§ What this task involves
Pull every line with "below" from the data.

§ Data records
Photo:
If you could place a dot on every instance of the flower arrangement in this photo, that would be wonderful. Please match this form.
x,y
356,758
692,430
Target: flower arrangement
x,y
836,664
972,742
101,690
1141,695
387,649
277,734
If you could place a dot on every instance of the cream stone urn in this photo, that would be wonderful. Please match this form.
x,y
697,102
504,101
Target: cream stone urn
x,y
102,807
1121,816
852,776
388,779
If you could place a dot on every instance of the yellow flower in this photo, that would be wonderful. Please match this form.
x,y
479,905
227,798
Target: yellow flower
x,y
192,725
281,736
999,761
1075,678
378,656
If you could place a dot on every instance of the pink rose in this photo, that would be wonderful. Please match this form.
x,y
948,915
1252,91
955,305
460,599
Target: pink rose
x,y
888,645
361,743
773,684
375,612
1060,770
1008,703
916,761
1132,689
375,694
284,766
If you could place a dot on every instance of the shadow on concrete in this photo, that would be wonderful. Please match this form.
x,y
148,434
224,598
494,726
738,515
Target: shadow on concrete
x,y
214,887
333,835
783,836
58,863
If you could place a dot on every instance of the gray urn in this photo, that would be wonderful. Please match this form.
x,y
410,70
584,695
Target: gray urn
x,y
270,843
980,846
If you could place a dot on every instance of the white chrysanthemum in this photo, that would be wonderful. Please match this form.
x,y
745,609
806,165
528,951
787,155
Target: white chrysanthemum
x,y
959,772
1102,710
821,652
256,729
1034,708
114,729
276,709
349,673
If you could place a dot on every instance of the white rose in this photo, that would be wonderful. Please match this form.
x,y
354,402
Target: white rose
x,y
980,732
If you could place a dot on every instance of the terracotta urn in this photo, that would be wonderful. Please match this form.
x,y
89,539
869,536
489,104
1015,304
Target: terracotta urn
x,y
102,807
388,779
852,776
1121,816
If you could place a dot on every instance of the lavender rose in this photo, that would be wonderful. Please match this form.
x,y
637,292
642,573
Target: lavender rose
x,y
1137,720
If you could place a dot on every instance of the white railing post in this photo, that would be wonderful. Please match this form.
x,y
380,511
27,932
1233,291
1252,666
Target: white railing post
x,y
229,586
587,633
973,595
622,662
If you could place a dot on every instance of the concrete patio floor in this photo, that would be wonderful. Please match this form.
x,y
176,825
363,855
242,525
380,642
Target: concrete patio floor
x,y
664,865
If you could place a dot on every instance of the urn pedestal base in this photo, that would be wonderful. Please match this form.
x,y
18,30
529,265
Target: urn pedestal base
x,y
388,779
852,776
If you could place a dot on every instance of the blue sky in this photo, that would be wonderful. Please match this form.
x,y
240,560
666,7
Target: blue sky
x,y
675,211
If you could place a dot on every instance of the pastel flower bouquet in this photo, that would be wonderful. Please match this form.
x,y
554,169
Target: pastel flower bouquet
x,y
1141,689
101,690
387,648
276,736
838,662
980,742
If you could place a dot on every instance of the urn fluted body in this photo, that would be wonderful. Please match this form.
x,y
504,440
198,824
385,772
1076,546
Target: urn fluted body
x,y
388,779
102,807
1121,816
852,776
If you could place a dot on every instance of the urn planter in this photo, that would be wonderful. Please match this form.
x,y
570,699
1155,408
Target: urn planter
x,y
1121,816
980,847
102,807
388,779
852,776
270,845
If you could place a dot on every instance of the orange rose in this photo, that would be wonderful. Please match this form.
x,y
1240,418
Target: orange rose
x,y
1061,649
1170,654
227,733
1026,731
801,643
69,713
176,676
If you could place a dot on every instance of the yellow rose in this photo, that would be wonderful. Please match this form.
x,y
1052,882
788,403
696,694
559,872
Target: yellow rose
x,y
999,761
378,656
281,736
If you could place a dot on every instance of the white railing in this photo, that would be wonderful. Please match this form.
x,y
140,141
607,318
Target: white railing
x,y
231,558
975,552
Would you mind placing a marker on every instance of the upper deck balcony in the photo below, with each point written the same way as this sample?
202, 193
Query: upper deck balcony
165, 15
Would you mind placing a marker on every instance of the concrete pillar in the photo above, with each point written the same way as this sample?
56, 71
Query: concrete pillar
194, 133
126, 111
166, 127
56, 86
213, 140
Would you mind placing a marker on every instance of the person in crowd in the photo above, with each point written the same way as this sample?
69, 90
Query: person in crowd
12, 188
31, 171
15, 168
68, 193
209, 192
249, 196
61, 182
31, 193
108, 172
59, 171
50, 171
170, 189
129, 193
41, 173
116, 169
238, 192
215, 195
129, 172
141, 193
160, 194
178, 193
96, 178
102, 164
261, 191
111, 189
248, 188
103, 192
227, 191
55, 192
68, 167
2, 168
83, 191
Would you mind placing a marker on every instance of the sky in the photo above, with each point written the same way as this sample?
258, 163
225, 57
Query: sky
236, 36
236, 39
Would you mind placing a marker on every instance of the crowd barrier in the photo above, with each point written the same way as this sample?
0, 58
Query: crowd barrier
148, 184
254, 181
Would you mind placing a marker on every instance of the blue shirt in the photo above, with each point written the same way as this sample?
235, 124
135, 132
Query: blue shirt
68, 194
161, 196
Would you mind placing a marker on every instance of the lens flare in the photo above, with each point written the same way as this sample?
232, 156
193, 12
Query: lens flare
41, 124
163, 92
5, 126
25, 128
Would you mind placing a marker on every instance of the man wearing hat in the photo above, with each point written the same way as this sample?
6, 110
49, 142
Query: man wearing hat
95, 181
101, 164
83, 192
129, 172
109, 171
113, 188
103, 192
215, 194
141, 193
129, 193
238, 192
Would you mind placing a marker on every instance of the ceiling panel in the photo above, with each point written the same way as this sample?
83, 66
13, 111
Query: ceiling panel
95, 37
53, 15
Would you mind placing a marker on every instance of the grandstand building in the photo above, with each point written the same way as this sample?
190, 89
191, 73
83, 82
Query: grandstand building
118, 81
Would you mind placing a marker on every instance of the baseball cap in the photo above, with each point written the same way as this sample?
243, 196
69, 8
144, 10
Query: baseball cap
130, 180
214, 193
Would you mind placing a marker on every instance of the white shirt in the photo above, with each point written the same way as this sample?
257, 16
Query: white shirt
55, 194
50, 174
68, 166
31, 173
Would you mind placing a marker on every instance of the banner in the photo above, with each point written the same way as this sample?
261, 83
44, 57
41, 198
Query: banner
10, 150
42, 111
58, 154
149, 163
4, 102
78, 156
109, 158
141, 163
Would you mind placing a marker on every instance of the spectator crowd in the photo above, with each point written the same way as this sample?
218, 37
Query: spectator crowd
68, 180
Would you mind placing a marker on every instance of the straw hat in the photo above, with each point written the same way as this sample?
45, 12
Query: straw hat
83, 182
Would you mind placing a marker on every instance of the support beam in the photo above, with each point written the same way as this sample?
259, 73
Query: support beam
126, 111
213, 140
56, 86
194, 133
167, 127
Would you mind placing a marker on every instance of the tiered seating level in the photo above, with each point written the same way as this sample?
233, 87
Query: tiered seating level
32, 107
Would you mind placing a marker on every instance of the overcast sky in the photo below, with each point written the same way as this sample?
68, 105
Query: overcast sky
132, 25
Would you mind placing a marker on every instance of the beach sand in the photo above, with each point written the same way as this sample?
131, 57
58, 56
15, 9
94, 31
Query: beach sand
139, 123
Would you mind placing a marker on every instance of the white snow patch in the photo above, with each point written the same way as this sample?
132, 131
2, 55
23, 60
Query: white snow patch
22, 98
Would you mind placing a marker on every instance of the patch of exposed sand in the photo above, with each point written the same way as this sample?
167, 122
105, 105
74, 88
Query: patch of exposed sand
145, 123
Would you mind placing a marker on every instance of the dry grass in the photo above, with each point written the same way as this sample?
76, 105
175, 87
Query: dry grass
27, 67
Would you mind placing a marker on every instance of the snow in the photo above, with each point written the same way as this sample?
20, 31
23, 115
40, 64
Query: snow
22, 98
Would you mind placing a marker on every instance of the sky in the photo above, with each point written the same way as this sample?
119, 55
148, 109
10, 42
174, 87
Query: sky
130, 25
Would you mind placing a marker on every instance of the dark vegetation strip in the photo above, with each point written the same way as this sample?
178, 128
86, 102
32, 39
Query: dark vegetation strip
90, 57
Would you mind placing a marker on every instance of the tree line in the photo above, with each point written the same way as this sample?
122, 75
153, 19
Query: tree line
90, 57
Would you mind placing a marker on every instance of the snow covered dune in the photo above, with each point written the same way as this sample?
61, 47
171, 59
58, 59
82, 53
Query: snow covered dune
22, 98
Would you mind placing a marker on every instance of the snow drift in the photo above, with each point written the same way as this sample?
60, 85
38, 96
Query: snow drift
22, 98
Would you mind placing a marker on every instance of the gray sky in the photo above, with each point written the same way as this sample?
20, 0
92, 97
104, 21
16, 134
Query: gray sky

§ Written answer
Would you mind placing a marker on every instance of the upper deck balcony in the photo below, with each point written the same way as this sample?
Would you mind placing a marker on every instance of the overcast sky in the photo below, with each point written the same way as this sample?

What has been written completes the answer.